Haas Voices is a first-person series that highlights the lived experiences of members of the Berkeley Haas community. In honor of Asian American Pacific Islander Heritage Month, we spoke with Angelo Ignacio, EMBA 22, an email marketing manager at 23andMe, who’s committed to mission-driven work. He shares his story below.
Social impact work and storytelling have been at the heart of everything that I do. As a marketing major at Loyola Marymount University, a Jesuit private college in Los Angeles, I envisioned working at a big advertising agency after college. But the 2008 recession forced me to shift gears and be open to other possibilities. It was a sobering moment for me because I learned that life doesn’t always go the way you plan, but if you approach life with a half-glass full mentality—something that I inherited from my parents—you can overcome anything. The recession, in my view, was a shortcut to finding my purpose and pursuing a mission-driven career.
After college I joined Invisible Children, a nonprofit humanitarian organization whose mission is to stop the use of child soldiers and reunite children with their families. That work opened my eyes to the impact of storytelling and marketing to get people to rally for a good cause.

[THE DATA]
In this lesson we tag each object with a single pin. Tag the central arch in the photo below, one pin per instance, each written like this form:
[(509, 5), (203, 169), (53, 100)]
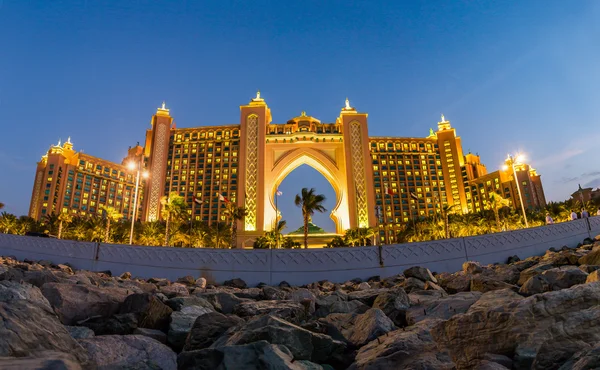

[ACTIVITY 1]
Using the Haas Voices profile, answer these:
(a) At which company is Angelo Ignacio an email marketing manager?
(b) What did he major in at Loyola Marymount University?
(c) What is the stated mission of Invisible Children?
[ACTIVITY 2]
Reproduce the stretch of the Haas Voices profile from "Social impact work" through "a mission-driven career." word for word.
The listing is separate material and has no connection to the Haas Voices profile.

[YOUR SOLUTION 1]
(a) 23andMe
(b) Marketing
(c) To stop the use of child soldiers and reunite children with their families

[YOUR SOLUTION 2]
Social impact work and storytelling have been at the heart of everything that I do. As a marketing major at Loyola Marymount University, a Jesuit private college in Los Angeles, I envisioned working at a big advertising agency after college. But the 2008 recession forced me to shift gears and be open to other possibilities. It was a sobering moment for me because I learned that life doesn’t always go the way you plan, but if you approach life with a half-glass full mentality—something that I inherited from my parents—you can overcome anything. The recession, in my view, was a shortcut to finding my purpose and pursuing a mission-driven career.